• Text segment:
··········

# 24 hour solar electric plant



## peakbagger (Oct 13, 2016)

http://www.powermag.com/crescent-du.../?hq_e=el&hq_m=3294726&hq_l=3&hq_v=e5802fd5a2

I am curious if they also have the problem with  "streamers" that Ivanpah has

http://www.csmonitor.com/Environmen...r-power-plant-scorches-birds-in-mid-air-video


----------



## Handsonautotech (Oct 13, 2016)

I made it to page two then had to do some work, does it mention how it stores the power ? Is it by storing the hot salts or by batteries?

Just got time to finish the atriclt, good one, It does store the hot salts to function at night, simple but genius. 

Reading between the lines it is also another example of a company getting rich off of tax dollars. They just got private funding to start two more plants in other countries. In my opinion they should be forced to use the financing to pay off the debt to the government. Also since their new plants are outside of the US they will not be generating any tax dollars either... So while we are footing the bill for the Nevada plant they will be raking in the funds from the new plants in other countries.


----------



## 7acres (Oct 13, 2016)

peakbagger said:


> http://www.powermag.com/crescent-du.../?hq_e=el&hq_m=3294726&hq_l=3&hq_v=e5802fd5a2
> 
> I am curious if they also have the problem with  "streamers" that Ivanpah has
> 
> http://www.csmonitor.com/Environmen...r-power-plant-scorches-birds-in-mid-air-video



I wanted to see the Ivanpah video to see a bird turn into a wisp of smoke in mid-air. What a disappointment.


----------



## iamlucky13 (Oct 14, 2016)

I'll bet they get plenty of streamers - it seems inherent to the technology. But they're selling higher value (schedulable) lower cost ($0.135 vs. $0.20 / kWh) electricity than Ivanpah (which has no storage and is having to burn natural gas to meet their power delivery commitments).

Crescent Dunes uses molten salt storage - enough to fill a small oil tanker. Nobody uses batteries on anything close to this scale (and Crescent Dunes is relatively small as far as power plants go).

Those shipping container batteries that some utilities are installing are really used for load balancing and frequency regulation, not storing a significant amount of power overnight. They're too expensive for large scale storage like Crescent Dunes is doing, and it would take several hundred, perhaps as many as 1000 of them to store as much energy as Crescent Dunes does.

··········

• Given data:
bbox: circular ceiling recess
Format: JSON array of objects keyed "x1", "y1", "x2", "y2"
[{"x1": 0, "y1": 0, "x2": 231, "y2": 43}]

··········

• Your tasks:
A) From the solar plant thread, quote the stretch from "Reading between the" through "7acres (Oct 13, 2016)".
B) In the solar plant thread, are these statements true? (i) Crescent Dunes stores energy in molten salt. (ii) Ivanpah has energy storage. (iii) 7acres was pleased with the Ivanpah video. Answer yes or no for each, and quote the words of the thread that decide it.

• Solutions to the exercise:
A)
Reading between the lines it is also another example of a company getting rich off of tax dollars. They just got private funding to start two more plants in other countries. In my opinion they should be forced to use the financing to pay off the debt to the government. Also since their new plants are outside of the US they will not be generating any tax dollars either... So while we are footing the bill for the Nevada plant they will be raking in the funds from the new plants in other countries.


----------



## 7acres (Oct 13, 2016)

B)
(i) Yes: "Crescent Dunes uses molten salt storage - enough to fill a small oil tanker."
(ii) No: "which has no storage and is having to burn natural gas to meet their power delivery commitments"
(iii) No: "What a disappointment."